[Excerpt from a dataset]
+--

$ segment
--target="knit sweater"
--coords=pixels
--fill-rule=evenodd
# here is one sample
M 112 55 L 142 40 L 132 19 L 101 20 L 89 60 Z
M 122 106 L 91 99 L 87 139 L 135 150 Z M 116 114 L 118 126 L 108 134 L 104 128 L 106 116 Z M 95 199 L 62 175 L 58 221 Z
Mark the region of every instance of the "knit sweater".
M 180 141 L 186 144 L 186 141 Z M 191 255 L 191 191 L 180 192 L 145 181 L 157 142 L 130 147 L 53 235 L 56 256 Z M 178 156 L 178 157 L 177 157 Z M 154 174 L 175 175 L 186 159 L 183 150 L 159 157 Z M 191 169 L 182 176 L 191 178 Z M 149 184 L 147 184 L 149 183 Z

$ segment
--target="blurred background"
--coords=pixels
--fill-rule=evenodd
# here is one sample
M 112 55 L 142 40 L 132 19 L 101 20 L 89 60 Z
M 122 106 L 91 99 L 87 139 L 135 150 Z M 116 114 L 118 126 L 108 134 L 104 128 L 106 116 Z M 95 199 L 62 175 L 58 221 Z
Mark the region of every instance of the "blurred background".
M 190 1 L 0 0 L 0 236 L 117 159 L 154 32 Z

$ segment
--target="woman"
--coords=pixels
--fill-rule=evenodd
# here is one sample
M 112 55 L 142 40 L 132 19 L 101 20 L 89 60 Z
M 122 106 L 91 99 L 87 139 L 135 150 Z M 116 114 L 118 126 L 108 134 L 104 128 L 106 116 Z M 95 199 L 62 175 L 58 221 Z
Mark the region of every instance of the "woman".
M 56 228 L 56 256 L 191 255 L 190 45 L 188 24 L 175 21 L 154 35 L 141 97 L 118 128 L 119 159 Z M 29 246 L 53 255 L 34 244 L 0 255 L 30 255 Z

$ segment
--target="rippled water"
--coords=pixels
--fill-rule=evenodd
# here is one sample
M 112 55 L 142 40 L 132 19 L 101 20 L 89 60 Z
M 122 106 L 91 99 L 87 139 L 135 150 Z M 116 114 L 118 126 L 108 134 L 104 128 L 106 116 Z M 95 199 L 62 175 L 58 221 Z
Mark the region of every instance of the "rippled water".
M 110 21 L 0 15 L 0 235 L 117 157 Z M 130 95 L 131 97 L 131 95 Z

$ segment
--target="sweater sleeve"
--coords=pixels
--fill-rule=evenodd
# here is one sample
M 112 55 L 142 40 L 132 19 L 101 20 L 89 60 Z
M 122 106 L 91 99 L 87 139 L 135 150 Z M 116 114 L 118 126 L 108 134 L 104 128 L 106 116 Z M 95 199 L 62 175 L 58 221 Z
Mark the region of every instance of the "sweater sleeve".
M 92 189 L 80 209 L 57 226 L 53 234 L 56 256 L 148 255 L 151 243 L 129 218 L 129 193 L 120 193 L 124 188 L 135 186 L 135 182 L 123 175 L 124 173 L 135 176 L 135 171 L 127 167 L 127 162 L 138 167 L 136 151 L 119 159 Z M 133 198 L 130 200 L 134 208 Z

+--

● **Problem**
Reproduce the data, keeping every line exactly the same.

● **Written reply**
$ segment
--target="knit sweater"
--coords=pixels
--fill-rule=evenodd
# here is one sample
M 112 55 L 142 40 L 132 19 L 101 20 L 89 60 Z
M 122 106 L 91 99 L 87 139 L 135 150 Z M 116 114 L 118 126 L 108 134 L 104 128 L 106 116 Z M 95 199 L 62 175 L 58 221 Z
Mark the region of every instance of the "knit sweater".
M 180 141 L 186 144 L 186 141 Z M 191 255 L 191 191 L 180 192 L 145 181 L 157 142 L 130 147 L 53 235 L 56 256 Z M 178 156 L 178 157 L 177 157 Z M 154 174 L 175 175 L 186 159 L 183 150 L 159 157 Z M 191 169 L 182 176 L 191 178 Z M 149 184 L 147 184 L 149 183 Z

$ segment
--target="blurred background"
--coords=pixels
--fill-rule=evenodd
# here is one sample
M 112 55 L 142 40 L 132 19 L 101 20 L 89 60 Z
M 122 106 L 91 99 L 87 139 L 135 150 Z M 116 114 L 118 126 L 108 134 L 104 128 L 106 116 Z M 95 199 L 62 175 L 58 221 Z
Mark the region of every instance of the "blurred background".
M 190 1 L 0 0 L 0 236 L 117 159 L 154 32 Z

$ segment
--target="woman"
--coords=pixels
--fill-rule=evenodd
# here is one sample
M 112 55 L 142 40 L 132 19 L 101 20 L 89 60 Z
M 122 106 L 91 99 L 87 139 L 135 150 Z M 116 114 L 118 126 L 108 134 L 104 128 L 106 116 Z M 95 199 L 62 175 L 58 221 Z
Mark the region of every instance of the "woman".
M 56 228 L 56 256 L 191 255 L 190 45 L 188 24 L 175 21 L 154 35 L 141 97 L 118 128 L 119 159 Z M 29 246 L 53 255 L 34 244 L 0 255 L 30 255 Z

$ segment
--target="rippled water"
--coords=pixels
--fill-rule=evenodd
# here is one sample
M 112 55 L 142 40 L 132 19 L 101 20 L 89 60 Z
M 122 106 L 91 99 L 87 139 L 135 150 Z M 116 114 L 118 126 L 108 134 L 104 128 L 106 116 Z M 95 199 L 62 175 L 58 221 Z
Mark the region of every instance of the "rippled water".
M 110 21 L 0 15 L 0 235 L 117 157 Z M 130 95 L 131 97 L 131 95 Z

$ segment
--target="sweater sleeve"
--coords=pixels
--fill-rule=evenodd
# here is one sample
M 112 55 L 142 40 L 132 19 L 101 20 L 89 60 Z
M 122 106 L 91 99 L 87 139 L 135 150 Z M 116 114 L 118 126 L 108 134 L 104 128 L 106 116 Z M 95 199 L 62 175 L 58 221 Z
Mark the region of every instance of the "sweater sleeve".
M 92 189 L 80 209 L 57 226 L 53 234 L 56 256 L 148 255 L 151 243 L 129 218 L 129 193 L 120 193 L 124 188 L 135 186 L 135 182 L 123 175 L 124 173 L 135 176 L 135 171 L 127 167 L 127 162 L 138 167 L 136 151 L 119 159 Z M 133 198 L 130 200 L 134 208 Z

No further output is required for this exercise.